Position annotation records:
==================================================

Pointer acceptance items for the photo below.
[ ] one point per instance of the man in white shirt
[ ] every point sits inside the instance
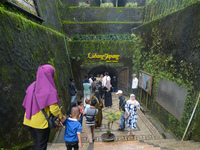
(134, 85)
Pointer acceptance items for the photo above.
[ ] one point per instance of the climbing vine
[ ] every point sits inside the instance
(158, 8)
(154, 60)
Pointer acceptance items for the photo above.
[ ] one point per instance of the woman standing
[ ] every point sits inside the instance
(44, 91)
(131, 108)
(107, 90)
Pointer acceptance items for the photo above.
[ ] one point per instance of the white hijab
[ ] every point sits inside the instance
(131, 101)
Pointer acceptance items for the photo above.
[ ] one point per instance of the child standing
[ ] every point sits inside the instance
(88, 102)
(73, 129)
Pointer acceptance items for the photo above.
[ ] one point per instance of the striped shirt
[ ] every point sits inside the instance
(90, 112)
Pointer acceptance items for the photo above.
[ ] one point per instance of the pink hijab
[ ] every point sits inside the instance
(45, 91)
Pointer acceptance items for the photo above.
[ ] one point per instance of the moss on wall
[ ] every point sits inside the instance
(70, 28)
(24, 46)
(158, 8)
(170, 49)
(77, 14)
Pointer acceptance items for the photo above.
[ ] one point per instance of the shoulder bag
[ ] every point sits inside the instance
(51, 119)
(92, 118)
(126, 114)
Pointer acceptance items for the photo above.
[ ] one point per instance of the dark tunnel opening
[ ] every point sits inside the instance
(102, 69)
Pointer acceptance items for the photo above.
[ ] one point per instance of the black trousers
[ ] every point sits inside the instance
(40, 137)
(71, 145)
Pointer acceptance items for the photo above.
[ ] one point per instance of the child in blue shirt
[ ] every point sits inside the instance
(73, 129)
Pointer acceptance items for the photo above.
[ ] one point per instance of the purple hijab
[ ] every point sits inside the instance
(45, 91)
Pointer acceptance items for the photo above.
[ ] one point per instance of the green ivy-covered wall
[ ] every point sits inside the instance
(170, 49)
(24, 46)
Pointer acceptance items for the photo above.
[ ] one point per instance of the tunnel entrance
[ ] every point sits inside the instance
(102, 69)
(121, 73)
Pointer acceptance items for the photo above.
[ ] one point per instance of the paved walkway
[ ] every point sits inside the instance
(144, 131)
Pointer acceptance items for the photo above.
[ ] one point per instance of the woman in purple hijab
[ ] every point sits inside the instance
(47, 98)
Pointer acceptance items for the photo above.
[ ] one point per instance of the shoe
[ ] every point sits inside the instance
(133, 133)
(121, 129)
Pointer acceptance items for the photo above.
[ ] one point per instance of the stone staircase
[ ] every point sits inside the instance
(163, 144)
(109, 146)
(147, 137)
(174, 144)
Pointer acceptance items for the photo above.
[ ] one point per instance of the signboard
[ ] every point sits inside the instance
(171, 96)
(106, 57)
(145, 81)
(28, 5)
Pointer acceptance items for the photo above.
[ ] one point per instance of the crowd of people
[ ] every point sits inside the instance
(42, 97)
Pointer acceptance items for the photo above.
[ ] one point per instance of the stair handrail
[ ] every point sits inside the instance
(191, 118)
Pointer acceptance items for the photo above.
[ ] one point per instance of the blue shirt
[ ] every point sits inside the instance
(71, 129)
(86, 87)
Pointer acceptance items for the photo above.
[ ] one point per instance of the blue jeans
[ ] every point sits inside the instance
(114, 89)
(81, 119)
(135, 92)
(122, 119)
(73, 98)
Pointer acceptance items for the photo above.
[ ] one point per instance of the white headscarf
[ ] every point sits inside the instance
(132, 102)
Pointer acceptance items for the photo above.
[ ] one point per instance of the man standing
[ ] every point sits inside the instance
(122, 103)
(73, 89)
(135, 85)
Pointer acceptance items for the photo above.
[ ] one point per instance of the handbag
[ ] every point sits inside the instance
(126, 115)
(92, 118)
(52, 120)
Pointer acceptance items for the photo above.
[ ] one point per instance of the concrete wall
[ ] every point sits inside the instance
(24, 46)
(171, 50)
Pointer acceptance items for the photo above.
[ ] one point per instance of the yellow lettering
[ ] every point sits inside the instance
(107, 57)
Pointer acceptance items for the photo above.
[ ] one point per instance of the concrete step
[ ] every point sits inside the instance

==================================================

Select every line of the records above that contains the word "shirt", and reproduce each such line in full.

▶ [Solved problem]
[ ] one point per instance of the man in white shirt
[ ] one point per instance of the striped shirt
[ ] one point per instance of the child in blue shirt
[ ] one point per instance of the blue shirt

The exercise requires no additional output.